O que é Urbanorum spp.?

What’s Urbanorum spp.?

 

Elenice Messias do Nascimento Gonçalves1, Dorca Lopes1, Ana Lucia de Carvalho Avelino1, Wladimir Ribeiro dos Santos1, Vera Lucia Pagliusi Castilho1

 

1  HCFMUSP, Divisão de Laboratório Clínico – Parasitologia. São Paulo, SP, Brasil.

 

Recebido em 23/08/2022

Aprovado em 24/10/2022

DOI: 10.21877/2448-3877.202200065

 

 

Caro Editor,

 

É fato conhecido e descrito que Francisco Tirado Santamaría, em 2006, apresentou à comunidade científica um novo parasito: Urbanorum spp.(1) Embora o encontro das estruturas descritas em diversas amostras fecais examinadas seja rotineiro no Laboratório de Parasitologia da Divisão de Laboratório do Hospital das Clínicas da Faculdade de Medicina da Universidade de São Paulo, não as consideramos parasito devido ao total desconhecimento de sua classificação científica e de seu ciclo biológico. Em nossas investigações microscópicas percebemos a falta de organelas celulares, tanto em amostras fecais diluídas em salina (exame direto) com e sem lugol, assim como nos métodos que compõem nosso exame parasitológico, a saber: Faust e cols., Lutz (Hoffman, Pons e Janer), Rugai modificado e coloração tricromo. O resultado foi parecido quando estas amostras fecais foram submetidas às colorações de Kinyoun, Gram-Chromotrope e Leishman. Sob microscopia de luz polarizada observamos presença de cruz de Malta.(2) Estes achados corroboram com a opinião descrita pela Sociedade Brasileira de Análises Clínicas – SBAC em “Posicionamento da Sociedade Brasileira de Análises Clínicas (SBAC) sobre o reporte da estrutura denominada “Urbanorum spp.” em amostras de fezes (2021).(3)

◆ Dados do exercício ◆
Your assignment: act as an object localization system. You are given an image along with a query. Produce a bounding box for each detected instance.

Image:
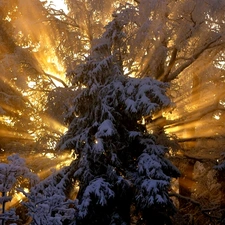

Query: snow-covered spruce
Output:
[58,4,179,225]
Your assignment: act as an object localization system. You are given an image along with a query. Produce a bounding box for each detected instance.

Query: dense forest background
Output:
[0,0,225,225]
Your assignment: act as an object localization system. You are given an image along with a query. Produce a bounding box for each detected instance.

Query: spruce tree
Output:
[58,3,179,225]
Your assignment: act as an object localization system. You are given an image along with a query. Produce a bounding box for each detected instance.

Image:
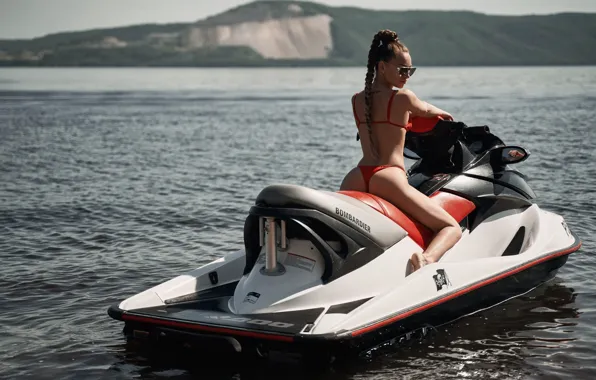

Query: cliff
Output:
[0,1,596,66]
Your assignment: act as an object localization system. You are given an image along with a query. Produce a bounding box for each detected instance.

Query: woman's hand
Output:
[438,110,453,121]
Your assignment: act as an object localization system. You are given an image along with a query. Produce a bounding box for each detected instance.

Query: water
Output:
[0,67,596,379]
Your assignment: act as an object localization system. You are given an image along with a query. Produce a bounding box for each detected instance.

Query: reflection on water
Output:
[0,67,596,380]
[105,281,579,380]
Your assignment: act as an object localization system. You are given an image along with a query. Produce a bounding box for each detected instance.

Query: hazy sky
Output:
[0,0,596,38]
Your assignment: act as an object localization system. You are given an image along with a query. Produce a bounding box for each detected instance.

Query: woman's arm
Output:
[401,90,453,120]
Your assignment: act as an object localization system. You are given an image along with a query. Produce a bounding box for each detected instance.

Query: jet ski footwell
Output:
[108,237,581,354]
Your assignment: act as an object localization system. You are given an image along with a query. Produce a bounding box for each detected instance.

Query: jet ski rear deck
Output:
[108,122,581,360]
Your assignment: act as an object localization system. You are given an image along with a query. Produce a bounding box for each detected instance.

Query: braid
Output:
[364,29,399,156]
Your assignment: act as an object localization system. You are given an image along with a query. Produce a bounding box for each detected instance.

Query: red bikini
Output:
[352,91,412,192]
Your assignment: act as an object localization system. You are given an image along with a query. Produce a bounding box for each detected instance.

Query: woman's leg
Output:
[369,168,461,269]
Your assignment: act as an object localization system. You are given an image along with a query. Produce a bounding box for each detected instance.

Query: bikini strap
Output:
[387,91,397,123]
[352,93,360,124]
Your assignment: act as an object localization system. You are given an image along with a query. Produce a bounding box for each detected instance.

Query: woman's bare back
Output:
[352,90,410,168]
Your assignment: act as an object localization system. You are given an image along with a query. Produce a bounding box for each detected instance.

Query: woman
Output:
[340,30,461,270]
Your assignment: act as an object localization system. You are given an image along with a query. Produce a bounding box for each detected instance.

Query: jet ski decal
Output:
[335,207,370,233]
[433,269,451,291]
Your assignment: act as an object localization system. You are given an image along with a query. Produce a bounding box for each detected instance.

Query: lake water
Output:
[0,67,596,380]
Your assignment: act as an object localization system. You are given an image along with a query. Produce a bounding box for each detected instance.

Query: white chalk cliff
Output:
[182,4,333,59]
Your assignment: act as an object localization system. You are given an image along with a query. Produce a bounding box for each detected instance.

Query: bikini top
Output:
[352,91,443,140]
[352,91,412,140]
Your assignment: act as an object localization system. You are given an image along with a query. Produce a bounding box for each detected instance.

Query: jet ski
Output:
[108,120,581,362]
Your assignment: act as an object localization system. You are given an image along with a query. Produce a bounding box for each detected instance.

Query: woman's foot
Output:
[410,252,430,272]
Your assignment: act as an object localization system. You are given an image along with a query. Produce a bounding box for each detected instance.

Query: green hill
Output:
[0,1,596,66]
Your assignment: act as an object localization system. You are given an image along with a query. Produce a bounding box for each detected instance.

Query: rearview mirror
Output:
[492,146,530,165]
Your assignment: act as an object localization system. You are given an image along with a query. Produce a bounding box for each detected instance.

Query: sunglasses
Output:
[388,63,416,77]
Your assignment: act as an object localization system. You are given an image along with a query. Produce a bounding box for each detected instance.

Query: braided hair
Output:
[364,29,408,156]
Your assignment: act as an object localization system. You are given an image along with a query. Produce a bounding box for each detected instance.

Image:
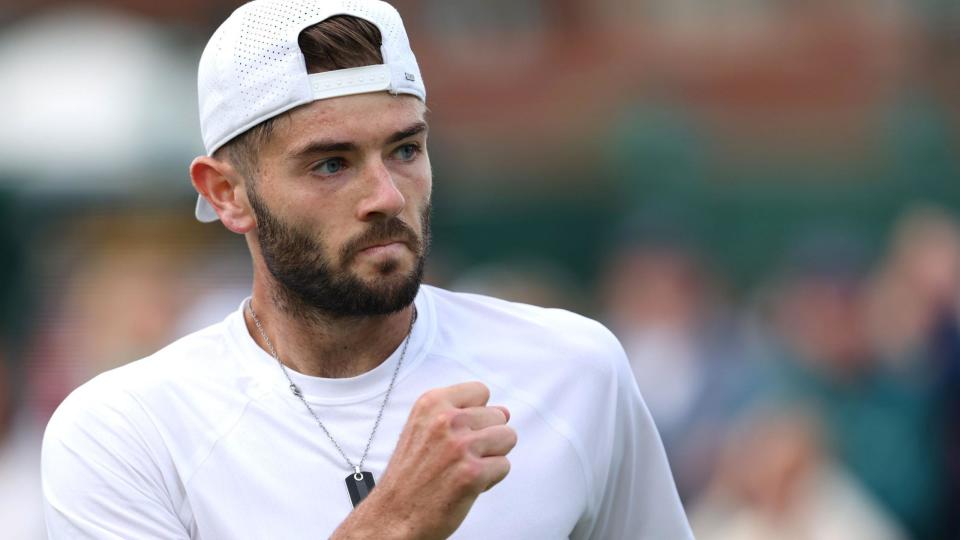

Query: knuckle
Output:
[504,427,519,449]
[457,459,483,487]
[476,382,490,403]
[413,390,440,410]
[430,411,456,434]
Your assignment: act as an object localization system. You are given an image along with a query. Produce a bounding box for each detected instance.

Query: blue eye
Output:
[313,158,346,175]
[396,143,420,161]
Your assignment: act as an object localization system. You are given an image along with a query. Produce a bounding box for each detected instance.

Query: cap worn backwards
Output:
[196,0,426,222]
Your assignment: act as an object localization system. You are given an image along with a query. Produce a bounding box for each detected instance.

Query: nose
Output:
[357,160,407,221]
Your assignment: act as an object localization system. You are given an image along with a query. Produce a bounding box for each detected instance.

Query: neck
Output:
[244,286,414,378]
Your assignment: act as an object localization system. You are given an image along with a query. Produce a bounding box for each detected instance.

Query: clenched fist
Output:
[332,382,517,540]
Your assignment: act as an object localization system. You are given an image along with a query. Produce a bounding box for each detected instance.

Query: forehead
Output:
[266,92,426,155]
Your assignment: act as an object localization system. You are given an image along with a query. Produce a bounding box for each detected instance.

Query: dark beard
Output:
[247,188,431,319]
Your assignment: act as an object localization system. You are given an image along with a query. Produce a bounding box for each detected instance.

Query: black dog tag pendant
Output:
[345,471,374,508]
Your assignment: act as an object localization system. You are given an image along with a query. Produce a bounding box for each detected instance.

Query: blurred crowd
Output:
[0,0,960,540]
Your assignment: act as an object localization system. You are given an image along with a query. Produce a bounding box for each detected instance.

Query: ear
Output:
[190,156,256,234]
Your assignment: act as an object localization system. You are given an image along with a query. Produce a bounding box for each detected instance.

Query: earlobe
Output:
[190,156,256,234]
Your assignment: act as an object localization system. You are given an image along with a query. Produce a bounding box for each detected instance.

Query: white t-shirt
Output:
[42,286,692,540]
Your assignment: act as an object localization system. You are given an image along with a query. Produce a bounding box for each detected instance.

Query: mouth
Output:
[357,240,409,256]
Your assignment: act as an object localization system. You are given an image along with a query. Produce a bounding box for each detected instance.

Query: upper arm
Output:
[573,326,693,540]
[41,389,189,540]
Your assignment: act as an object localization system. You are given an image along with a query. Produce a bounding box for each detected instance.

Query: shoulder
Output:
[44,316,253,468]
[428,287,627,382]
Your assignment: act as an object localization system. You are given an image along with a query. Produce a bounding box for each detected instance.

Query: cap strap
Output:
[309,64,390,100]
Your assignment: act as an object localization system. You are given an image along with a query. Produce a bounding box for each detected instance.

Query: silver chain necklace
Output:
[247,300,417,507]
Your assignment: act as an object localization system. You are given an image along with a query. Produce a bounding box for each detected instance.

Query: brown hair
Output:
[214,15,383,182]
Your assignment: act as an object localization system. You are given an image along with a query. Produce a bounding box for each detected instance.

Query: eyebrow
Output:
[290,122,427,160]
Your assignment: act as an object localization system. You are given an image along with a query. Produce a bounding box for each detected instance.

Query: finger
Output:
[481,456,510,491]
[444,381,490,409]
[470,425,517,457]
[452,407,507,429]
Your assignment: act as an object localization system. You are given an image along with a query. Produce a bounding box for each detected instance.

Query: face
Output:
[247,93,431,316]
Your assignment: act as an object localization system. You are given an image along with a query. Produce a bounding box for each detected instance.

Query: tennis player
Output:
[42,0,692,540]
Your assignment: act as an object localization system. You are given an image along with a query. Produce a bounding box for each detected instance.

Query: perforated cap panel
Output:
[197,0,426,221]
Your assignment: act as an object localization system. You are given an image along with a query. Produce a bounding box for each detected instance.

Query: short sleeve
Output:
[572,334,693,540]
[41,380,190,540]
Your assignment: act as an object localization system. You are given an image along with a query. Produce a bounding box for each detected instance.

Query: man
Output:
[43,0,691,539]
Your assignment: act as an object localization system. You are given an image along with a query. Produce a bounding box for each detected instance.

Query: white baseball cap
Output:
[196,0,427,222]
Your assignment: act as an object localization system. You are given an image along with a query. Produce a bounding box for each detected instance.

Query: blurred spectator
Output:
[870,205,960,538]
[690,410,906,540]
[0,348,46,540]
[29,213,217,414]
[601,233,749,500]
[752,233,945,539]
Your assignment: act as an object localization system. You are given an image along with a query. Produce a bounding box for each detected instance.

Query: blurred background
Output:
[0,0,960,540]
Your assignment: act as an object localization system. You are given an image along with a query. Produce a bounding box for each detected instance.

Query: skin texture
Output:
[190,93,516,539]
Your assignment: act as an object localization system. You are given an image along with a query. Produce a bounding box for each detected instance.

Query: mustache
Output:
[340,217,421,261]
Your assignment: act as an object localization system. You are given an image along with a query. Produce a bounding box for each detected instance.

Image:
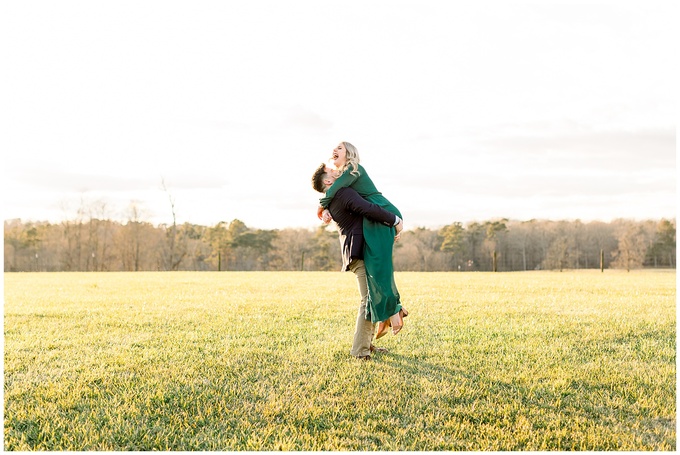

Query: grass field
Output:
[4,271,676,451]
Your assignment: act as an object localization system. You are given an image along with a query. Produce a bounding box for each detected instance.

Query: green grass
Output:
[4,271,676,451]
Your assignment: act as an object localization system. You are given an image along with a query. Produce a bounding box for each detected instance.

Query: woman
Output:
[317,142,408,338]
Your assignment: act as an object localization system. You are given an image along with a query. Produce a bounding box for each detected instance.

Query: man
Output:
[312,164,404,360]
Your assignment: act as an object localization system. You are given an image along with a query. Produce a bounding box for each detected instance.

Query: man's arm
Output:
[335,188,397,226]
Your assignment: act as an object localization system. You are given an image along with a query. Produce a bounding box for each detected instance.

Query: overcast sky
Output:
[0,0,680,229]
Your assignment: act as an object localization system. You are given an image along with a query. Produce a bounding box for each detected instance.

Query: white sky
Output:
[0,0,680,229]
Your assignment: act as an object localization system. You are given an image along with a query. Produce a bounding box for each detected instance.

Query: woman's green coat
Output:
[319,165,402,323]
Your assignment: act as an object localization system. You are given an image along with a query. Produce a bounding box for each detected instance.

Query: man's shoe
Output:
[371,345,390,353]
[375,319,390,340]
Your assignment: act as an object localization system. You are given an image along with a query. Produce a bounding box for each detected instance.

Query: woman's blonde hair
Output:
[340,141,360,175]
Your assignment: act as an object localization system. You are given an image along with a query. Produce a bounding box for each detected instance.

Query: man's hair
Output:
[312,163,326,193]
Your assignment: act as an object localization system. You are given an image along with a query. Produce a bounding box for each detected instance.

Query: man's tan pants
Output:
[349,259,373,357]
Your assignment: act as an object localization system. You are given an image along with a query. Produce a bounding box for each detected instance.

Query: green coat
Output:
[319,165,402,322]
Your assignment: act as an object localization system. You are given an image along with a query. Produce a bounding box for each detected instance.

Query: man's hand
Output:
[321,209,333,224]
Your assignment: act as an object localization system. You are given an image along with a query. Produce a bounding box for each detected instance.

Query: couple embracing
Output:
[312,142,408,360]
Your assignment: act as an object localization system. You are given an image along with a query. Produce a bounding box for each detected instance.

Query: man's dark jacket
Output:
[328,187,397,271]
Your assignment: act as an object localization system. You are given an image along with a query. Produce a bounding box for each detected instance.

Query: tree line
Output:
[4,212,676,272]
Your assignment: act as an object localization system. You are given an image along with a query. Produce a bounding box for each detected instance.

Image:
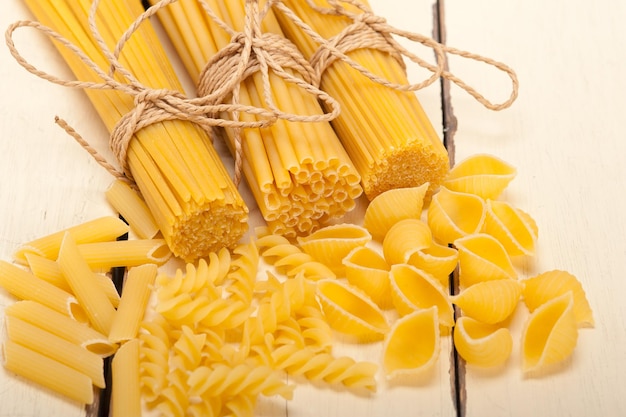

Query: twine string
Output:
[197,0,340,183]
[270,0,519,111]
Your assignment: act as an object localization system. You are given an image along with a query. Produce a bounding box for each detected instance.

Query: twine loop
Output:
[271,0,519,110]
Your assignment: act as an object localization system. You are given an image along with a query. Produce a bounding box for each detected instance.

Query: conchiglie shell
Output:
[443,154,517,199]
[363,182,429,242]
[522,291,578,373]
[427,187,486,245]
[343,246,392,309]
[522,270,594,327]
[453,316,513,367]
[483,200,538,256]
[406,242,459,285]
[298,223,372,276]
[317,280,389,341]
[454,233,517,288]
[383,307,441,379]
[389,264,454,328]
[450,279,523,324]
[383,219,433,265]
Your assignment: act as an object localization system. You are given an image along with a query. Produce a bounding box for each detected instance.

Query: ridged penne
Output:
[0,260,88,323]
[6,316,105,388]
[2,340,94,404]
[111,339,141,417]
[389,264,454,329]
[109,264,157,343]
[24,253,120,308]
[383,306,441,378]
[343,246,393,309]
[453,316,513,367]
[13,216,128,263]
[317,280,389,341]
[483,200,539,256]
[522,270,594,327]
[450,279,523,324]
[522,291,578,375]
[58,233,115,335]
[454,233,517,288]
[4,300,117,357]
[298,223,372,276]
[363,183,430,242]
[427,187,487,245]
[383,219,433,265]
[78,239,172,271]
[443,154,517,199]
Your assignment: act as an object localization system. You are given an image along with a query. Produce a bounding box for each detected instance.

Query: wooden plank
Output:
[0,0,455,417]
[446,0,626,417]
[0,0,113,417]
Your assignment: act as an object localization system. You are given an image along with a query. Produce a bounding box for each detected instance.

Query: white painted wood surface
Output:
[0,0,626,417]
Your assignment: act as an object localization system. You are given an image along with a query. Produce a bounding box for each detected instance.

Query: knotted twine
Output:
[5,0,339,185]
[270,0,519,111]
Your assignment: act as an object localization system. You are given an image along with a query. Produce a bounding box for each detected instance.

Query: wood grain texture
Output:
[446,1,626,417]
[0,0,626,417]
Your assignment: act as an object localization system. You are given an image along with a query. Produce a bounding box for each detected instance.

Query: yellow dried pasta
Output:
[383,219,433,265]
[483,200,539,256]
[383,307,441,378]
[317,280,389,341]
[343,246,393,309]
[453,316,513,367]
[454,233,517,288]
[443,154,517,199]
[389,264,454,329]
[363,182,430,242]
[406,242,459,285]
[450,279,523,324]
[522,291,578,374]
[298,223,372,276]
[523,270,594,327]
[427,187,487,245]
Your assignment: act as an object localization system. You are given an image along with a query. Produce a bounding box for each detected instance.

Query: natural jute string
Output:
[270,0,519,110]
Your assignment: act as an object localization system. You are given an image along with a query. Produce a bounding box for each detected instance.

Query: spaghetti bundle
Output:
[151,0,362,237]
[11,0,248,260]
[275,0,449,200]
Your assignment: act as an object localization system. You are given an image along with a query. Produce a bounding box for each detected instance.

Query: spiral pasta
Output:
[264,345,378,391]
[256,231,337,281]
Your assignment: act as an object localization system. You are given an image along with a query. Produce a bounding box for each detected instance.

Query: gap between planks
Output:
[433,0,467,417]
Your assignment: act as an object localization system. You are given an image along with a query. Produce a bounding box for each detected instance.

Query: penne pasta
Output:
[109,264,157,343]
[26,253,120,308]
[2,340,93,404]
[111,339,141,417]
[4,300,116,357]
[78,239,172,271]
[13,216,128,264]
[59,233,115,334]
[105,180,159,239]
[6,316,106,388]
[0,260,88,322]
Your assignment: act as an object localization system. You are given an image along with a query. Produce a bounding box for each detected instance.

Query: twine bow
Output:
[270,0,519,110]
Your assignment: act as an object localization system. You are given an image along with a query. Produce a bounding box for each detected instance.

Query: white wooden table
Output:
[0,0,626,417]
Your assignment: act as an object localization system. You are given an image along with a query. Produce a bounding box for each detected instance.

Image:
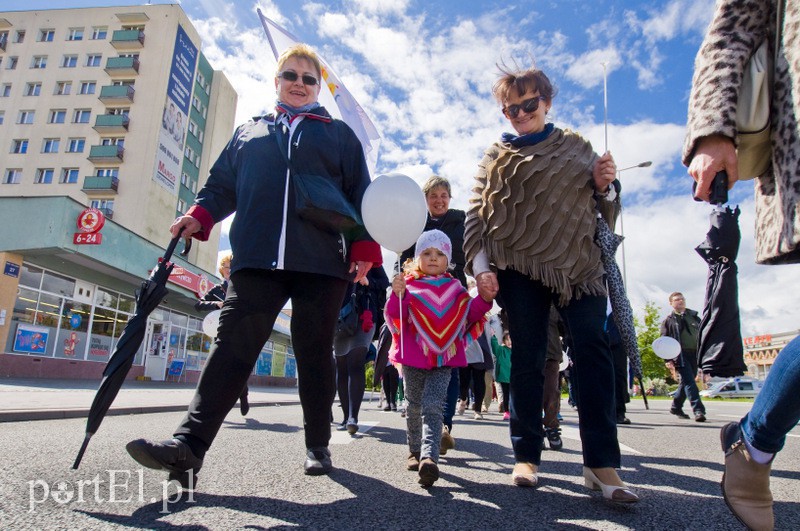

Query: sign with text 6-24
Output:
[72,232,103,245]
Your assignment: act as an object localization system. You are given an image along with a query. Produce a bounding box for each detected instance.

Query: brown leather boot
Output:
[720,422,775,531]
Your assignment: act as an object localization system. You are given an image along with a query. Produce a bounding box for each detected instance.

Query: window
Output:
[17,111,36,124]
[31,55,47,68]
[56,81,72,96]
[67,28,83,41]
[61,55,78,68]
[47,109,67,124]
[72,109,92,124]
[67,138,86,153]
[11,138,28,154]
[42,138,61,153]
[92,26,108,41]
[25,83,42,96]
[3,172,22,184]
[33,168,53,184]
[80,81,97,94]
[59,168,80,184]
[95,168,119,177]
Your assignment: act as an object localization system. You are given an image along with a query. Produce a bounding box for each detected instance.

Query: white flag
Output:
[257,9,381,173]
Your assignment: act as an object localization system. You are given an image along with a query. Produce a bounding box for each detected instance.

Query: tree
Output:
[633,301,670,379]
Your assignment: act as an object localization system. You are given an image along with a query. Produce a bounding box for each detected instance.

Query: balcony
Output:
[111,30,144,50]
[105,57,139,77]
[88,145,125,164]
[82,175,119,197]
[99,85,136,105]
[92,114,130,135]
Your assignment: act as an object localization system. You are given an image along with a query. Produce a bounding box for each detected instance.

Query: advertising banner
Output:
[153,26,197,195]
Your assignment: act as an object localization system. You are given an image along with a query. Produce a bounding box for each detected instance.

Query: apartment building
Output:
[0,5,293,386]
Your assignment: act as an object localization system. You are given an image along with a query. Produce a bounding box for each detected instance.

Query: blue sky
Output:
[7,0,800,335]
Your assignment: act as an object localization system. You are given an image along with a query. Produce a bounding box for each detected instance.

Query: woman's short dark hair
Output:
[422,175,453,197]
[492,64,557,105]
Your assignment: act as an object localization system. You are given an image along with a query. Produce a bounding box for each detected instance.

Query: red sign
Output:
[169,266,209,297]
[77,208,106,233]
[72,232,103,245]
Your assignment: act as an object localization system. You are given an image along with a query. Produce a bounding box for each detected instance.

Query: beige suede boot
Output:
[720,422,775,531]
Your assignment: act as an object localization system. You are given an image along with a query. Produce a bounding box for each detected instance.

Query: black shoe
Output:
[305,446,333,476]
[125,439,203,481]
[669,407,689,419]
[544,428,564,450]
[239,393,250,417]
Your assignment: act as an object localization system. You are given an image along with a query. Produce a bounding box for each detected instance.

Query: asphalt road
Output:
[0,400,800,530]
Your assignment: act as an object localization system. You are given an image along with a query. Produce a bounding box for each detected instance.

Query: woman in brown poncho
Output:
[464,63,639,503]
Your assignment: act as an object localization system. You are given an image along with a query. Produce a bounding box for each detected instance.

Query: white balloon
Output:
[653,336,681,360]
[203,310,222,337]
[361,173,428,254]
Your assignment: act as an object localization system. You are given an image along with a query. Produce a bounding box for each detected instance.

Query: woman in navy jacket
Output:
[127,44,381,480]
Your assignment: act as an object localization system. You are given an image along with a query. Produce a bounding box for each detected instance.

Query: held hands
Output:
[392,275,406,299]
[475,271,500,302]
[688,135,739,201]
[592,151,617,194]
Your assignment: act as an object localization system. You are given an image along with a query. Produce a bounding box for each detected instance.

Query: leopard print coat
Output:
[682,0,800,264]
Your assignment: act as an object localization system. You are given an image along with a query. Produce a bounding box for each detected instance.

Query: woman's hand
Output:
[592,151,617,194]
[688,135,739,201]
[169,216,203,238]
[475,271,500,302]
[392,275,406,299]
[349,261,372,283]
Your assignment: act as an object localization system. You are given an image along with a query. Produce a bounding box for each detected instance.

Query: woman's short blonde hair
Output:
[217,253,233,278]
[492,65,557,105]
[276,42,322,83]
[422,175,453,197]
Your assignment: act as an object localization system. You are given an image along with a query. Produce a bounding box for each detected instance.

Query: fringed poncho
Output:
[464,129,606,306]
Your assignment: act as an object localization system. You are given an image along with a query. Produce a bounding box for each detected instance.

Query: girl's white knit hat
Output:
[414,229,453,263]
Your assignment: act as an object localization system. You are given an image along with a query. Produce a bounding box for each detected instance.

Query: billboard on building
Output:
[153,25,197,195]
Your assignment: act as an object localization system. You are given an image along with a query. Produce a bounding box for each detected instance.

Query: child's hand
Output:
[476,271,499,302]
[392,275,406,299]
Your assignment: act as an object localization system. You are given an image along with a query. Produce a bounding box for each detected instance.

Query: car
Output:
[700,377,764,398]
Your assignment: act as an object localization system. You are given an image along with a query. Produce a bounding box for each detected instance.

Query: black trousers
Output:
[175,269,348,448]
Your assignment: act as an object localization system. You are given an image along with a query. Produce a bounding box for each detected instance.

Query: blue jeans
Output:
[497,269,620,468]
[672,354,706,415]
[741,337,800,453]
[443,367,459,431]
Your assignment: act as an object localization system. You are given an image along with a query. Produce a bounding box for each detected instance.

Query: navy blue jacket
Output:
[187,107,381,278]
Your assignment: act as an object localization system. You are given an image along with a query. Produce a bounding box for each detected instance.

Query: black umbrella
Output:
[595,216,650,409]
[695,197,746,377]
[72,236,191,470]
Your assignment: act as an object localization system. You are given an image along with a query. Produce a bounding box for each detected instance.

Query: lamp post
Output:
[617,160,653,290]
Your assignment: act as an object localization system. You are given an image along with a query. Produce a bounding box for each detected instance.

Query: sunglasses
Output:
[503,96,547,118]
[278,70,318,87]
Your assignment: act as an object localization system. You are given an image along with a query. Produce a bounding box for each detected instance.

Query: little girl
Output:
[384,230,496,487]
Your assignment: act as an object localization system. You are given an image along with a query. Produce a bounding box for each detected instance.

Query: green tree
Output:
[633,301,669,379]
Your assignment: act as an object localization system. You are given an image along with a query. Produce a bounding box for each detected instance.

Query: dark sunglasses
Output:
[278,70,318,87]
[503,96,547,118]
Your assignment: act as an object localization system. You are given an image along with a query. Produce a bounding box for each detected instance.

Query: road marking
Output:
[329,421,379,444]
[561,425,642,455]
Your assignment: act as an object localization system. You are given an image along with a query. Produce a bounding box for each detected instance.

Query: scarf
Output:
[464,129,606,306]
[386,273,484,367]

◆ Suas tarefas ◆
**1.** Segundo o texto sobre Urbanorum spp., quem apresentou esse suposto parasito à comunidade científica e em que ano?
**2.** Reproduza fielmente a passagem do texto sobre Urbanorum spp. que começa em "What’s Urbanorum spp.?" e termina em "Paulo, SP, Brasil.".
**3.** Liste todos os métodos que, de acordo com o texto sobre Urbanorum spp., compõem o exame parasitológico do laboratório.

◆ Respostas por tarefa ◆
**1.** Francisco Tirado Santamaría, em 2006.

**2.**
What’s Urbanorum spp.?

 

Elenice Messias do Nascimento Gonçalves1, Dorca Lopes1, Ana Lucia de Carvalho Avelino1, Wladimir Ribeiro dos Santos1, Vera Lucia Pagliusi Castilho1

 

1  HCFMUSP, Divisão de Laboratório Clínico – Parasitologia. São Paulo, SP, Brasil.

**3.** Faust e cols.; Lutz (Hoffman, Pons e Janer); Rugai modificado; coloração tricromo.